- **EXTRACT TO READ**
★ ★ ★

Showing 4 changed files with 60 additions and 7 deletions.
diff --git a/tests/integration_tests.py b/tests/integration_tests.py
@@ -408,6 +408,16 @@ def build_test_list():
             "test_generate",
             ngpu=2,
         ),
+        OverrideDefinitions(
+            [
+                [
+                    "--training.fsdp_reshard_after_forward always",
+                ],
+            ],
+            "Test always resharding after forward pass",
+            "fsdp_reshard_always",
+            ngpu=2,
+        ),
     ]
     return integration_tests_flavors
 

diff --git a/torchtitan/config_manager.py b/torchtitan/config_manager.py
@@ -285,6 +285,23 @@ def __init__(self):
             action="store_true",
             help="Whether to apply loss parallel when sequence parallel is enabled",
         )
+        self.parser.add_argument(
+            "--training.fsdp_reshard_after_forward",
+            type=str,
+            default="default",
+            choices=["default", "always", "never"],
+            help="""
+            `reshard_after_forward` specifies the policy for applying `reshard_after_forward`
+            within an FSDP setup. `reshard_after_forward` controls parameter behavior after forward,
+            trading off memory and communication. See torch's `fully_shard` API for more documentation
+            on `reshard_after_forward`.
+            The supported policies include "default", "always" and "never":
+            - "default" applies default resharding behavior, implementing "smart defaults" for known optimal
+              scenarios.
+            - "always" will enable `reshard_after_forward` for all forward passes.
+            - "never" will disable `reshard_after_forward` for all forward passes.
+            """,
+        )
         self.parser.add_argument(
             "--experimental.enable_async_tensor_parallel",
             action="store_true",

diff --git a/torchtitan/parallelisms/parallelize_llama.py b/torchtitan/parallelisms/parallelize_llama.py
@@ -86,6 +86,7 @@ def parallelize_llama(
             reduce_dtype=TORCH_DTYPE_MAP[job_config.training.mixed_precision_reduce],
             pp_enabled=parallel_dims.pp_enabled,
             cpu_offload=job_config.training.enable_cpu_offload,
+            reshard_after_forward_policy=job_config.training.fsdp_reshard_after_forward,
         )
 
         if parallel_dims.dp_replicate_enabled:
@@ -308,24 +309,48 @@ def apply_fsdp(
     reduce_dtype: torch.dtype,
     pp_enabled: bool,
     cpu_offload: bool = False,
+    reshard_after_forward_policy: str = "default",
 ):
     """
-    Apply data parallelism to the model. FSDP2 is used here.

★ ★ ★

- **SUPPLIED ENTRIES**
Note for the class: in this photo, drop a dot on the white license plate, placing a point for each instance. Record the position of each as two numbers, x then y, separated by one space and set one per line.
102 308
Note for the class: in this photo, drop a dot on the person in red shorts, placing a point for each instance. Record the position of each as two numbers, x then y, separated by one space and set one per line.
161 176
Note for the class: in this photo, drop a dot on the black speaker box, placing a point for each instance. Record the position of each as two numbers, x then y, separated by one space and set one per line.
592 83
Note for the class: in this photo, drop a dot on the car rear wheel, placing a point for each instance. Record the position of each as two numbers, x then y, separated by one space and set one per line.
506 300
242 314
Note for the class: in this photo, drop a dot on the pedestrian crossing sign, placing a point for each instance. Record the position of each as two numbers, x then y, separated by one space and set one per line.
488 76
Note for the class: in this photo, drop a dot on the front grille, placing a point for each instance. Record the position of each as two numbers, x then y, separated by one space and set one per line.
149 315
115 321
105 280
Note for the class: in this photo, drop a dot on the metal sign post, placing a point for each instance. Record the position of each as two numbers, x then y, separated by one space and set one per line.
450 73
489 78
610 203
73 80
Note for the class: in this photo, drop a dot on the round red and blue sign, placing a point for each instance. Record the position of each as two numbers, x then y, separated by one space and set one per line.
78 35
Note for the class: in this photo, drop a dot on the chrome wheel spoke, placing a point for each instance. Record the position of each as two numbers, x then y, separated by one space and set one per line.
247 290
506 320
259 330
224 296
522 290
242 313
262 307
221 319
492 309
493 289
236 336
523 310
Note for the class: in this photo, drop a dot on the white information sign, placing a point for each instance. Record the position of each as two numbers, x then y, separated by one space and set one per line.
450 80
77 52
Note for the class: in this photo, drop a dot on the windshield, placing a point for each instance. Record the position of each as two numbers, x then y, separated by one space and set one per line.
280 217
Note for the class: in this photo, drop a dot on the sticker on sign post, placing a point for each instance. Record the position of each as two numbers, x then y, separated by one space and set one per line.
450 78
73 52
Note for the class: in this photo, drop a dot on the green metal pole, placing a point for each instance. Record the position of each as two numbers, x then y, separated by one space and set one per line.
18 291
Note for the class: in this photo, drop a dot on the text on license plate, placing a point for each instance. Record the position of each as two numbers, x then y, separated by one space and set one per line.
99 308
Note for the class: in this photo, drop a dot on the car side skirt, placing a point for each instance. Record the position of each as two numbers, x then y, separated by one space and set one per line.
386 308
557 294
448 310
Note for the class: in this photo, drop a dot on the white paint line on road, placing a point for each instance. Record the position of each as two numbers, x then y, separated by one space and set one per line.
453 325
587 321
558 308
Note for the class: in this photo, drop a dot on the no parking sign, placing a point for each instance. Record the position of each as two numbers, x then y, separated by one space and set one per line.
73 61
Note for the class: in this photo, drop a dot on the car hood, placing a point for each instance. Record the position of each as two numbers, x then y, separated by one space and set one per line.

★ ★ ★

- **STATED EXERCISE A**
According to the code diff, which values may be passed to the fsdp_reshard_after_forward option?
- **STATED EXERCISE B**
Reproduce word for word the stretch of the listing from the line containing "the no parking" through the end of the listing.

- **TASK ANSWER A**
"default", "always", and "never"

- **TASK ANSWER B**
Note for the class: in this photo, drop a dot on the no parking sign, placing a point for each instance. Record the position of each as two numbers, x then y, separated by one space and set one per line.
73 61
Note for the class: in this photo, drop a dot on the car hood, placing a point for each instance. Record the position of each as two numbers, x then y, separated by one space and set one per line.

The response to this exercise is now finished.